### [TASK TO CARRY OUT]
Please count how many lines below contain the string "negative", and reply with only that number.

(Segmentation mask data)
***
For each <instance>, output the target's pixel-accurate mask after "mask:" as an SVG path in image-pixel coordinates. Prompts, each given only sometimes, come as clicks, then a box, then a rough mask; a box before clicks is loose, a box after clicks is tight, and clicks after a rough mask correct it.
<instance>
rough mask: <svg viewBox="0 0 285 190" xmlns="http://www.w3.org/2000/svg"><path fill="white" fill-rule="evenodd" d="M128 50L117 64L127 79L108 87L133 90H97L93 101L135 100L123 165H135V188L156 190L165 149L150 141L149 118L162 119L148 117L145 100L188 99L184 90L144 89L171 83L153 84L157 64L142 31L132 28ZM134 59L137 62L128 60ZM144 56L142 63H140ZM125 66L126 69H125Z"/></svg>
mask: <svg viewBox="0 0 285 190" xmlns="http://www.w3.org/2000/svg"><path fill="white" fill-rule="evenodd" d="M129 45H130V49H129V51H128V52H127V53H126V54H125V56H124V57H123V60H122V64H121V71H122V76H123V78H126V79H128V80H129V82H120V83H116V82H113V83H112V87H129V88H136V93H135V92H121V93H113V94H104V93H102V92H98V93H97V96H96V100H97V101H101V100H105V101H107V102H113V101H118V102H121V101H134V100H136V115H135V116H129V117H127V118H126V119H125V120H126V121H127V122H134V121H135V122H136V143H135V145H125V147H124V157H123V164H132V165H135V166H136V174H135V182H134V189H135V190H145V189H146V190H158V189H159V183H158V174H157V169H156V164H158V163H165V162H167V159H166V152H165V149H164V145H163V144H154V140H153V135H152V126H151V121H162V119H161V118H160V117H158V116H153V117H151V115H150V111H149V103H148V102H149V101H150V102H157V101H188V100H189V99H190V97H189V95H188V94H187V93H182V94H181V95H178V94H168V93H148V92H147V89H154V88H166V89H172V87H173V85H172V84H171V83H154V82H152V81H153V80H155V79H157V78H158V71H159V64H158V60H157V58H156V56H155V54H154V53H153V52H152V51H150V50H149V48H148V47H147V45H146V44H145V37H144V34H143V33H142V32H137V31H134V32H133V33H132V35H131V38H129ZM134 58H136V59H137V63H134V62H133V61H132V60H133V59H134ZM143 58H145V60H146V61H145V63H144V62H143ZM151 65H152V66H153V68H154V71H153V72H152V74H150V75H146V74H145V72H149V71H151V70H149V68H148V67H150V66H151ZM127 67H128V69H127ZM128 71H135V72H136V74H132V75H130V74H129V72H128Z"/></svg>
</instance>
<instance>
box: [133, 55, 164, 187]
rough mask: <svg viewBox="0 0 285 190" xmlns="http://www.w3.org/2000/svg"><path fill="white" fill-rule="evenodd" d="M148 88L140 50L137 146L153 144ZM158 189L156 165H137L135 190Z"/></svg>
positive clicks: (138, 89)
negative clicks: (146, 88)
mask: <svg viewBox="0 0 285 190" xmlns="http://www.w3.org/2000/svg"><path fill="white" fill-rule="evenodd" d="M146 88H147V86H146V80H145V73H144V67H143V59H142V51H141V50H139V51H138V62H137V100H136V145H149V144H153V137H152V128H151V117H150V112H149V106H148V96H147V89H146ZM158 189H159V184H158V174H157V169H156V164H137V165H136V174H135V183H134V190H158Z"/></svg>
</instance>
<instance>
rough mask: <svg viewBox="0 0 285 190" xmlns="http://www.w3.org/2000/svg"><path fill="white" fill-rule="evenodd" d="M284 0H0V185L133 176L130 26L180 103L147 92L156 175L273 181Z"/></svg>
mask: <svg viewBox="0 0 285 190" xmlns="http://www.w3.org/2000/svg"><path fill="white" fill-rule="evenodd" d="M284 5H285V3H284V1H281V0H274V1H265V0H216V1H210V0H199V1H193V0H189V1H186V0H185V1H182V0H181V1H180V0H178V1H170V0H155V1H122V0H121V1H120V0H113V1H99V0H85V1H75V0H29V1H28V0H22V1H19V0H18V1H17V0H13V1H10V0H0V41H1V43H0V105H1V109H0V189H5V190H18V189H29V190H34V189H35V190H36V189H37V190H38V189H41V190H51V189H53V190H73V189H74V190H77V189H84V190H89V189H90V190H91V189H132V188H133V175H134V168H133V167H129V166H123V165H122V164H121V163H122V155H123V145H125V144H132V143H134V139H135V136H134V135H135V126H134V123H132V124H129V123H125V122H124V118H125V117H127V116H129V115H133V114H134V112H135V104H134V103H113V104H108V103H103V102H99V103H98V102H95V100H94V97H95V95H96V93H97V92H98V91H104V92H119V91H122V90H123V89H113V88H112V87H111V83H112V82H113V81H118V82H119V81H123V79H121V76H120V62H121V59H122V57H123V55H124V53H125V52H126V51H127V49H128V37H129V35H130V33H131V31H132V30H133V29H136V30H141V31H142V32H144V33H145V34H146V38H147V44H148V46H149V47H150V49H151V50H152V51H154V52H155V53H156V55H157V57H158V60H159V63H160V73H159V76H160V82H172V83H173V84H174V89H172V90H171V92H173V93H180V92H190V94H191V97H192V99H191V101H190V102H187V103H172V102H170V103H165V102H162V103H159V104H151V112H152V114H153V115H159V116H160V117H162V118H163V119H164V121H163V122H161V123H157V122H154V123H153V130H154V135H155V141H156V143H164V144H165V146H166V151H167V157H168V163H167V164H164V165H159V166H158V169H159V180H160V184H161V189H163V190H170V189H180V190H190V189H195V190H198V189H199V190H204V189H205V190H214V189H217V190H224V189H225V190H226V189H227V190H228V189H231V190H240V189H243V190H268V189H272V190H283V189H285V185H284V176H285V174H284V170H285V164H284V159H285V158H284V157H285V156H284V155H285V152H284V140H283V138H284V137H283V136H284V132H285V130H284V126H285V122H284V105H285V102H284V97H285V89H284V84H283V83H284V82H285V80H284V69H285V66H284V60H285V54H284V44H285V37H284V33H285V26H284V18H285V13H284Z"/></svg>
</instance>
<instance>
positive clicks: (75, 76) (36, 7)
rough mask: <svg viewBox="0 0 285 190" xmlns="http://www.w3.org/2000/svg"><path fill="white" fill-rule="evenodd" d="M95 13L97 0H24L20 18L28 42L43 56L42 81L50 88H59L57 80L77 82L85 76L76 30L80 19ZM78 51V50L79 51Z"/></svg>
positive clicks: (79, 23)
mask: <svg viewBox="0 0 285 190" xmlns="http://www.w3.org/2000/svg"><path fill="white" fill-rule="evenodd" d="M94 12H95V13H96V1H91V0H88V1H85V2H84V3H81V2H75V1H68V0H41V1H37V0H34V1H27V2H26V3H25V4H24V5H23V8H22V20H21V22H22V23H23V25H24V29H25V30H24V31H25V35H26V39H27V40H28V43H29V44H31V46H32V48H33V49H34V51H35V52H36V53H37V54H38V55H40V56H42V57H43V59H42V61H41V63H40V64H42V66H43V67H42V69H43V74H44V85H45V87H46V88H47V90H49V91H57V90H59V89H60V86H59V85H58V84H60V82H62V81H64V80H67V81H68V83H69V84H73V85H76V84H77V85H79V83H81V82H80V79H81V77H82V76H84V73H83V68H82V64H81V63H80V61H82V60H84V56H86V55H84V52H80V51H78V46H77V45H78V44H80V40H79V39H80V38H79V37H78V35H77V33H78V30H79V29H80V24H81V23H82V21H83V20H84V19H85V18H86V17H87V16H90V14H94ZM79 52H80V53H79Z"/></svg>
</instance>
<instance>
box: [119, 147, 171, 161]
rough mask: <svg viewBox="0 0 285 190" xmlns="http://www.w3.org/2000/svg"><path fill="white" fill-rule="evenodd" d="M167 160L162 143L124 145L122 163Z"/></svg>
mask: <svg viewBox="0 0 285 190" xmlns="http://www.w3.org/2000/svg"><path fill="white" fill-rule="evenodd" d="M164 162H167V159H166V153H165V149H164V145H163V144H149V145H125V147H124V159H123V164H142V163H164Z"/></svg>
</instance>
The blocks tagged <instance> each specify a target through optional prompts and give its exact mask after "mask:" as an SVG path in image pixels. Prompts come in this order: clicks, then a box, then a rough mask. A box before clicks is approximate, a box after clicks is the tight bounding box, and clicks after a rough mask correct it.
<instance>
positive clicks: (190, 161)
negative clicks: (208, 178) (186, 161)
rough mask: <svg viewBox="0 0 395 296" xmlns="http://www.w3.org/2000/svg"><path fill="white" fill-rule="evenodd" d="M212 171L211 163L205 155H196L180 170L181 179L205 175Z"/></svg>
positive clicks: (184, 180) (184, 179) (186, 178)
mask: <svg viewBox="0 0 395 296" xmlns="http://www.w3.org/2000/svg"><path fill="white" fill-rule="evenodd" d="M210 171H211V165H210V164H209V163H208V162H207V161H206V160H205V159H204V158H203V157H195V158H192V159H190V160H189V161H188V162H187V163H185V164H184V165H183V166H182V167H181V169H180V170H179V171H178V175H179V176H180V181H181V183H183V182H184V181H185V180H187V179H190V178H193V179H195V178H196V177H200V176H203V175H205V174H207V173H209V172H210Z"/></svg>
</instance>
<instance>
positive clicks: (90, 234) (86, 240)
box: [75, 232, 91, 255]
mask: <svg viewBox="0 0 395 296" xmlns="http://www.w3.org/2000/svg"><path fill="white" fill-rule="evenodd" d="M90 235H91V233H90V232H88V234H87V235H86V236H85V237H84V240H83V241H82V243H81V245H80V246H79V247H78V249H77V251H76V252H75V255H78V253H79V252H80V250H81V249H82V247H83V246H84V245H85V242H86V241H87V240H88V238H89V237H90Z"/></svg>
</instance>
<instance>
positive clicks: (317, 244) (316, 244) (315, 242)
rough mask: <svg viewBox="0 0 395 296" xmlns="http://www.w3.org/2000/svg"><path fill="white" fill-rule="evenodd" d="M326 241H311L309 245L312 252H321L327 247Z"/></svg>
***
### [PROBLEM SOLUTION]
2